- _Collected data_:
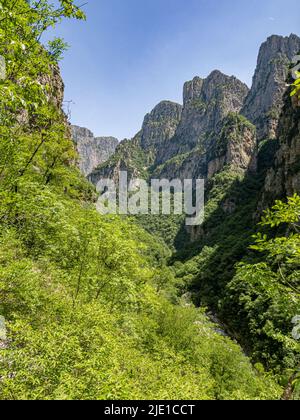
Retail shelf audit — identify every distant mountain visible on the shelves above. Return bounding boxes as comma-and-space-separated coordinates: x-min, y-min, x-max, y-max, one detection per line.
88, 70, 251, 186
71, 125, 118, 176
85, 34, 300, 195
73, 33, 300, 383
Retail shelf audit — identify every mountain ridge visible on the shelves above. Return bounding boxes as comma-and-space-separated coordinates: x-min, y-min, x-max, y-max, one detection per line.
78, 33, 300, 198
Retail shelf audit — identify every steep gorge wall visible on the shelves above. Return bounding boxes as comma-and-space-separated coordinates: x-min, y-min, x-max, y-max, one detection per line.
242, 34, 300, 141
71, 125, 118, 176
159, 70, 249, 164
77, 33, 300, 222
260, 93, 300, 208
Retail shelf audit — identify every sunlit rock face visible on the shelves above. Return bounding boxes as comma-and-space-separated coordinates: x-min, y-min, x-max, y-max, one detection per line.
141, 100, 182, 160
160, 70, 249, 163
71, 125, 118, 176
242, 34, 300, 141
259, 92, 300, 211
206, 114, 257, 179
82, 34, 300, 220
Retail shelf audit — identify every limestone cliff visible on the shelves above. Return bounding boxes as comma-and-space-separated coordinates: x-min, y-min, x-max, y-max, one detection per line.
207, 114, 257, 179
88, 70, 249, 184
242, 34, 300, 141
160, 70, 249, 163
141, 101, 182, 165
260, 91, 300, 208
85, 34, 299, 215
71, 125, 118, 176
88, 133, 149, 186
153, 113, 256, 182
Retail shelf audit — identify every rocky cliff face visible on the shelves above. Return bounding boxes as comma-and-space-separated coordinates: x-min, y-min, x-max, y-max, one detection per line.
242, 34, 300, 141
153, 113, 256, 182
84, 33, 299, 222
17, 63, 66, 127
71, 125, 118, 176
260, 92, 300, 208
88, 70, 250, 185
88, 132, 149, 186
207, 114, 257, 179
141, 101, 182, 164
40, 64, 65, 111
160, 70, 249, 162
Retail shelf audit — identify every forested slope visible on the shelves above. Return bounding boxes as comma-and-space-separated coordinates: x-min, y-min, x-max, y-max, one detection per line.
0, 0, 283, 400
78, 28, 300, 397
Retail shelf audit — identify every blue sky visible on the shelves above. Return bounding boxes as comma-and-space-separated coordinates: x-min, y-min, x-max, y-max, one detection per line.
46, 0, 300, 140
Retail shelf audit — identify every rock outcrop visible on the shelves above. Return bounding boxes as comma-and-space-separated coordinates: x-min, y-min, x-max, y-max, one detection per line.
207, 114, 257, 179
160, 70, 249, 162
242, 34, 300, 141
39, 64, 65, 111
141, 100, 182, 164
260, 91, 300, 208
153, 113, 256, 182
88, 70, 250, 184
71, 125, 118, 176
88, 132, 150, 186
84, 33, 300, 222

- _WHAT THIS TASK INVOLVES_: Could you print the lines above, exactly as written, from the line containing "Retail shelf audit — identify every forested" through the final one?

- _RESULT OF THE TASK_:
Retail shelf audit — identify every forested slope visible on the shelves above. Return bounding boxes as comma-and-space-separated coordinates: x-min, y-min, x-max, y-max, one detection per line.
0, 0, 283, 400
78, 28, 300, 397
Retail shelf audit — identify every blue sky visible on the shelves above. Return bounding boxes as comma-and-space-separated coordinates: x-min, y-min, x-max, y-max, one detection per line.
46, 0, 300, 140
Retail shelf audit — identify every rock outcrop visible on the shelves above. Return bounding boxes as comma-and-space-separated coordinates: x-min, y-min, x-max, y-max, one detection per line.
207, 114, 257, 179
160, 70, 249, 162
242, 34, 300, 141
39, 64, 65, 111
141, 100, 182, 164
260, 91, 300, 208
153, 113, 256, 182
88, 70, 250, 184
71, 125, 118, 176
88, 132, 150, 186
84, 33, 300, 222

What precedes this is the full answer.